Problem details: Gather every line in the records below that contains the string "electronics", and copy each such line in full. Matching is case-sensitive.

_ _ _ _ _

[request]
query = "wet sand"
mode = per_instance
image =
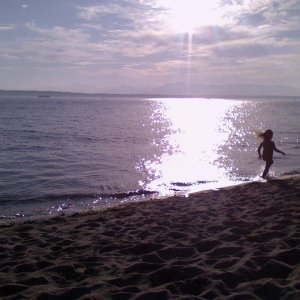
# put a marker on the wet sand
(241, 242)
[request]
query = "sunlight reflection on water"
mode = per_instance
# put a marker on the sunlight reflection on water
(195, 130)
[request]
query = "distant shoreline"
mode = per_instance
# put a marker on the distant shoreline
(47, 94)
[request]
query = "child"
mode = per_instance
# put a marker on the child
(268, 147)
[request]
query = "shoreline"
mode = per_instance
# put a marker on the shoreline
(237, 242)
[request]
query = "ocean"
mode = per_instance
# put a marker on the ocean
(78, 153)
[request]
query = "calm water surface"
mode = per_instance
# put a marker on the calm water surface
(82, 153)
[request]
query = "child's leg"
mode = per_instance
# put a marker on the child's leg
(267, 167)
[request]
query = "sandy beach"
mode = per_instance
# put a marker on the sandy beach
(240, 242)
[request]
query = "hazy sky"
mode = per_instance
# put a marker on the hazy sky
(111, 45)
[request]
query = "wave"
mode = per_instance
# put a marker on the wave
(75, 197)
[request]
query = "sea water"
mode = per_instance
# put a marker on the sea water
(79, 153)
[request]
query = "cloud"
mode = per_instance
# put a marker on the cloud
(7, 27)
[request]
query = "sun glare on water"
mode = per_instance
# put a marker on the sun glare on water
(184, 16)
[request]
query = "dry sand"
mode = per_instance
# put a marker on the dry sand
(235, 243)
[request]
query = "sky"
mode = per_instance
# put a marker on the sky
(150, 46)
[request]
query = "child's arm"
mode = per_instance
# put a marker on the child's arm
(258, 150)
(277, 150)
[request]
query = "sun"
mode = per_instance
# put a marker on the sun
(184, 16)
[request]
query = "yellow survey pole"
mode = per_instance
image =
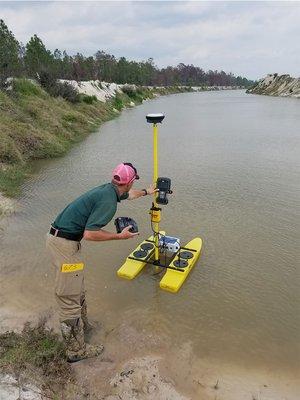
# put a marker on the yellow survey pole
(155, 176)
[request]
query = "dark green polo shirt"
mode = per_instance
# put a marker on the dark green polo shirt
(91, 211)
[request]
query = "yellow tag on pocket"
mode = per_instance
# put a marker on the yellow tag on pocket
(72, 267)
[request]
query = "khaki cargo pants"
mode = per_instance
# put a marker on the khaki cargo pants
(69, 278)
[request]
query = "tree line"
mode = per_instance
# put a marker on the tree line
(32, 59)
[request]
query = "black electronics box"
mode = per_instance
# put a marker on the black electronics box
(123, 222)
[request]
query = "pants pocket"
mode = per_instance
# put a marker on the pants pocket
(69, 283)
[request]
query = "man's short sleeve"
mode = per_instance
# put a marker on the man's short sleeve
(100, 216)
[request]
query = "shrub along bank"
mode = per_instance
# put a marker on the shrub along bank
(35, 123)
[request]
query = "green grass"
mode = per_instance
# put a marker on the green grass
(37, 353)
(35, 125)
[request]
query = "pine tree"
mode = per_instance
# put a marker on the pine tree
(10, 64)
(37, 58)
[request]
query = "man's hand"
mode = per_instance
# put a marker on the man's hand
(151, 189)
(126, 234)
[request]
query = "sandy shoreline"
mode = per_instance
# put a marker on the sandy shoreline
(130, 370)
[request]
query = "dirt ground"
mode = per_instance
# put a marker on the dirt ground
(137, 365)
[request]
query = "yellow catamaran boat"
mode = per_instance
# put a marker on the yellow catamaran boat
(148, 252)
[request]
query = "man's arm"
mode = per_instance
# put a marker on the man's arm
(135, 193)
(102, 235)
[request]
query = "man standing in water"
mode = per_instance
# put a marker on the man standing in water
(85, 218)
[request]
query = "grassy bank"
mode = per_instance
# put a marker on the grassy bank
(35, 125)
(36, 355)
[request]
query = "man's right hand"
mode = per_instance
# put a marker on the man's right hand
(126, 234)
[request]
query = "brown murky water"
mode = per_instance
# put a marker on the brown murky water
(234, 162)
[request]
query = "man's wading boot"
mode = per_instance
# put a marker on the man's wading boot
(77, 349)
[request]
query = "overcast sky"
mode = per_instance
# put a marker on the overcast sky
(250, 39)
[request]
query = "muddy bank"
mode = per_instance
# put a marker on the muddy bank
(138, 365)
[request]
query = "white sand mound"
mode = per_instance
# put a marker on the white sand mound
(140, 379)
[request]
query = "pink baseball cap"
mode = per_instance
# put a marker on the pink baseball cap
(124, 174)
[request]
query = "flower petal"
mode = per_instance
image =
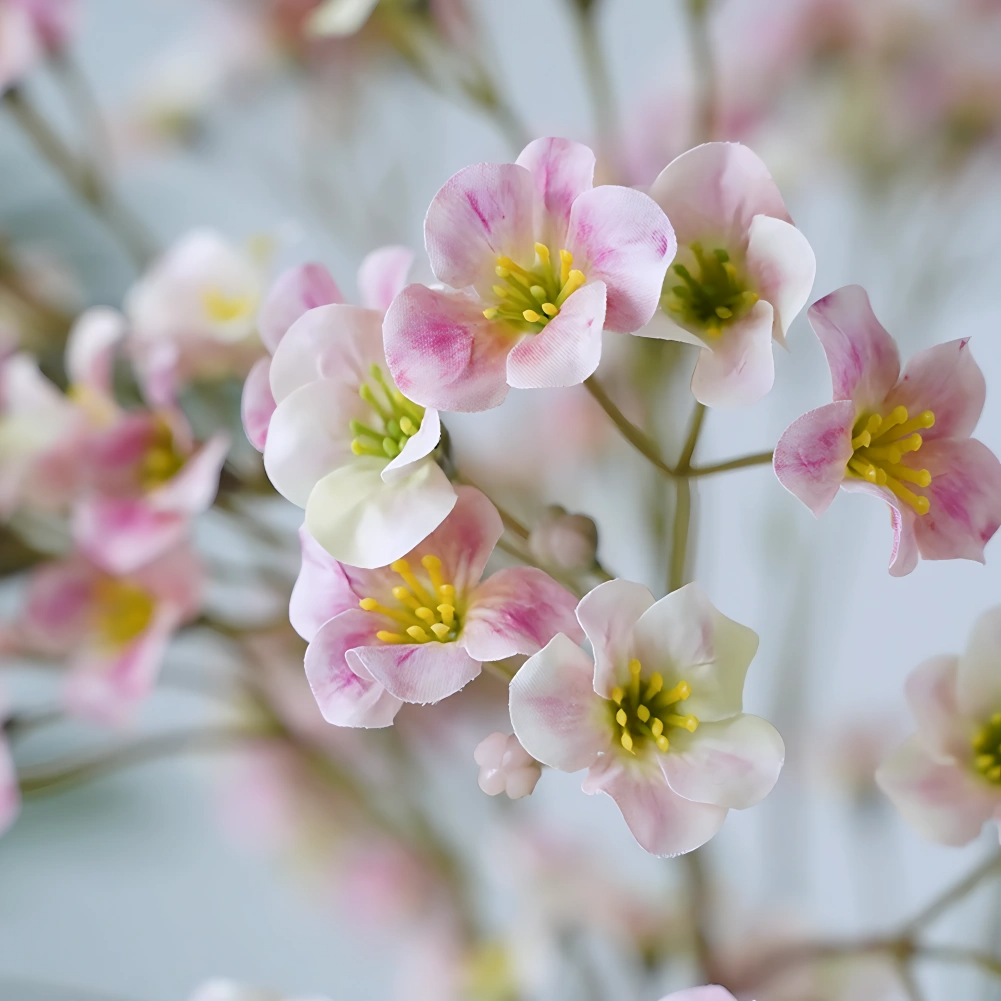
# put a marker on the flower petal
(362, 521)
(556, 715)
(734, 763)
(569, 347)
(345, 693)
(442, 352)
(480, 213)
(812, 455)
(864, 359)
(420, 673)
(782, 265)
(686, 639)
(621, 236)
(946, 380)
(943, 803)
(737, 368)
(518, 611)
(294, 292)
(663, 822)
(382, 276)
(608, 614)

_ _ _ _ _

Response to the task:
query = "black electronics box"
# put a marker on the black electronics box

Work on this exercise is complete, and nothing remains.